# Task description
Please rewrite the items, starting at the very first one and ending at the line containing "pixel 328 100", both included, with "instance" replaced by "occurrence" and all else unchanged.
### Material shown
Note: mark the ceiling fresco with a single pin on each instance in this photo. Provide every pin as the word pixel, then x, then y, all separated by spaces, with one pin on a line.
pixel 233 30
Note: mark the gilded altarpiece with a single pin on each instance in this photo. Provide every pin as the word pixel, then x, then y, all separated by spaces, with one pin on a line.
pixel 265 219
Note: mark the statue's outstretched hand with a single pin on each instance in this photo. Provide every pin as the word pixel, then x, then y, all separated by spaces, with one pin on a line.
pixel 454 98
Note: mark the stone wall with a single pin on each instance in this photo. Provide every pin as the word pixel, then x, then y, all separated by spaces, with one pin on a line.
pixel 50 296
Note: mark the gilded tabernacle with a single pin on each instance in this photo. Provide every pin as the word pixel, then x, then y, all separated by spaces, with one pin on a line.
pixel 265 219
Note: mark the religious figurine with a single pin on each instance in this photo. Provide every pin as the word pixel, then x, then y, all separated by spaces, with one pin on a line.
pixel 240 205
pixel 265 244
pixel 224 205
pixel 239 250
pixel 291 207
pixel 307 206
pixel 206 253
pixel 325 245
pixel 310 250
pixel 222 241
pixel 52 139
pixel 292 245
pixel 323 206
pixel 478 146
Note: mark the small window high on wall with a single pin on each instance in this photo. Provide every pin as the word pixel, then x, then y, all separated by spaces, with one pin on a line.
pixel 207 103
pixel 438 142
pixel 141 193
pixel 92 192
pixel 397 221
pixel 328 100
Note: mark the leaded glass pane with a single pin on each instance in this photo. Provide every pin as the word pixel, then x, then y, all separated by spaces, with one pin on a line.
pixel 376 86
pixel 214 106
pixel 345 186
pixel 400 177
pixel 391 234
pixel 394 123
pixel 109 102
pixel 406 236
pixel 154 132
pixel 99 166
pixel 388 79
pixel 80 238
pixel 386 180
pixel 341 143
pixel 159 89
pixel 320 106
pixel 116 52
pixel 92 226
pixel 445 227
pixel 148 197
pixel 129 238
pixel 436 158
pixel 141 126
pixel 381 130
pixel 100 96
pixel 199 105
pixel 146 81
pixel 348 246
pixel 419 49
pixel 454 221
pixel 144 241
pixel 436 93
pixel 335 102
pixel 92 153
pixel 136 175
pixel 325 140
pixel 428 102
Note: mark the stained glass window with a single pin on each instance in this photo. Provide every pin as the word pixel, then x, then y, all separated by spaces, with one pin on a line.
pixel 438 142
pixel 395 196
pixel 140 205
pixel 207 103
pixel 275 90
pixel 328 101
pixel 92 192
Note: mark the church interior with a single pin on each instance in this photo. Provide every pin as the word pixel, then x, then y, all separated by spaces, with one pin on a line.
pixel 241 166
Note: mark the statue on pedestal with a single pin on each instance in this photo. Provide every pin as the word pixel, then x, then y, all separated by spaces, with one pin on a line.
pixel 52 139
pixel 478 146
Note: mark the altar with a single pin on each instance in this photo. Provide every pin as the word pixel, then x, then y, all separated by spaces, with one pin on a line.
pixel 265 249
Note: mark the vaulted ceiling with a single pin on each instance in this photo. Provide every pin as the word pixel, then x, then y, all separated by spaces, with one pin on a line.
######
# Task solution
Note: mark the ceiling fresco with a single pin on each occurrence in this photo. Provide every pin as the word pixel, then x, then y, all separated by spaces, with one pin on a line.
pixel 233 30
Note: mark the gilded altarpiece with a single pin on each occurrence in this photo. Provide every pin as the word pixel, then x, then y, all separated by spaces, with one pin on a line.
pixel 265 219
Note: mark the statue's outstretched hand with a single pin on each occurrence in this photo. Provide every pin as the word pixel, then x, then y, all separated by spaces, with one pin on a line.
pixel 454 98
Note: mark the stone wall with a single pin on each occurrence in this photo. Provide every pin as the word pixel, then x, then y, all separated by spaces, with one pin on a line.
pixel 50 296
Note: mark the gilded tabernacle with a single pin on each occurrence in this photo. Provide every pin as the word pixel, then x, then y, all separated by spaces, with one pin on a line.
pixel 265 219
Note: mark the religious figurine with a single pin on each occurrence in this photo. Provide every pin as the word pixel, then x, then y, all separated by spaces, with one pin on a line.
pixel 240 205
pixel 265 244
pixel 224 205
pixel 239 250
pixel 291 207
pixel 307 206
pixel 206 253
pixel 325 245
pixel 310 250
pixel 222 241
pixel 52 139
pixel 292 245
pixel 323 206
pixel 478 146
Note: mark the small window high on wall with a single pin on each occurrence in this photo. Provide every pin as the word pixel, then x, then y, all separated by spaces, with one pin on a line.
pixel 207 103
pixel 438 142
pixel 141 193
pixel 92 192
pixel 397 221
pixel 328 100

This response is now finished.